Text to read -
+++

The "Old Stone House" on Ware Creek, according to the Virginia historians, was the resort, at three different times, of the disembodied spirits of famous historical characters. "This unfinished stone edifice, evidently designed for a fortification, stands on a hill facing the water, and is difficult of access by reason of the impenetrable thickets and ravines overgrown with mountain laurel by which it is surrounded. Only by following a narrow path on the top of a wooded ridge can it be approached."[86]In consequence of its evil name nobody two hundred years ago ever visited it; and if a belated huntsman stumbled upon it by accident, he made haste to retrace his steps, frightened by the dark corners suggestive of hiding-places, and awed by the warningwhispers of the wind as it sighed through the pines.
The country around it is desolate. The ravines are filled with poisonous vines and tenanted by the deadly rattlesnake. The house itself is a roofless ruin, embroidered by ivy and caressed by the Virginia creeper, the long boughs of which, like long arms, wave in the air to warn away all intruders.
The building is small, of solid masonry, the walls two feet thick, pierced with loopholes for musketry. There is one door from which stone steps descend to an underground chamber. This is probably the first stone house ever built by the English colonists, and is generally conceded by historians and antiquarians to be the edifice of which in 1609 Anas Todkill and others wrote to the London Company, "We built a fort for a retreat neere a convenient river, upon a high commanding hill very hard to be assaulted and easie to be defended; but the want of corne occasioned the end of all our worke, it being worke enough to provide victuall."

+++

Rows -
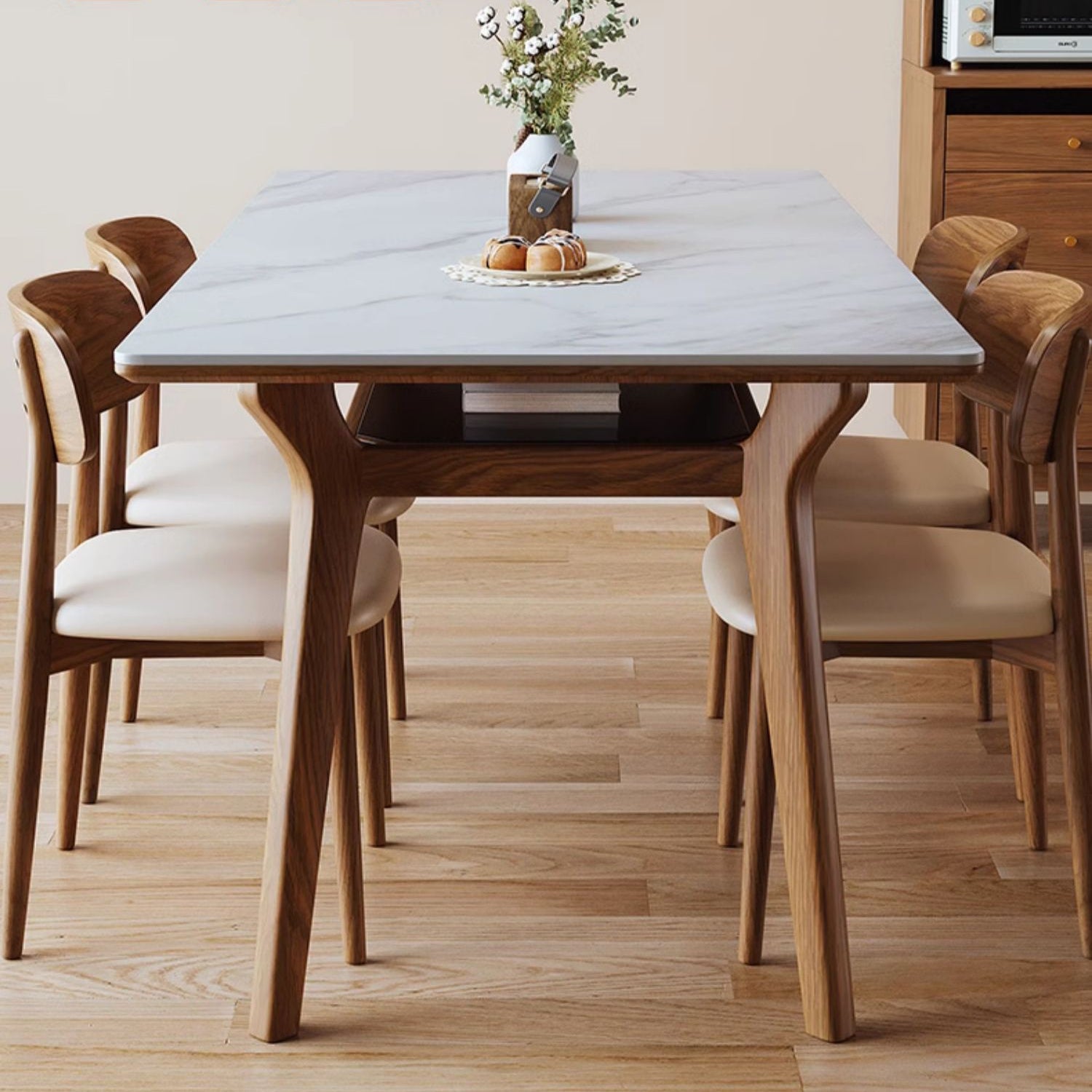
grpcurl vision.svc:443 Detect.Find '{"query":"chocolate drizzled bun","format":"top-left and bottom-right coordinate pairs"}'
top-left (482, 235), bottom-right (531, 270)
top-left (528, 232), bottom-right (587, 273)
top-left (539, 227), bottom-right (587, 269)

+++

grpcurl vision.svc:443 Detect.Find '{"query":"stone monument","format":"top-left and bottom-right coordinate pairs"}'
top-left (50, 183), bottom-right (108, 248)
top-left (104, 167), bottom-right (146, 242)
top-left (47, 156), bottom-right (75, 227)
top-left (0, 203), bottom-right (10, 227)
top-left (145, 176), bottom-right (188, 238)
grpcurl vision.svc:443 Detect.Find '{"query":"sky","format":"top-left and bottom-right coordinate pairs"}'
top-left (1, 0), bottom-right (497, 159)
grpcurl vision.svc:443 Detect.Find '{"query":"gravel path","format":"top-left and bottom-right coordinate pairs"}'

+++

In the passage about the Old Stone House on Ware Creek, how thick are the building's walls? The rows above come from a different source than the passage.

Written answer - They are two feet thick.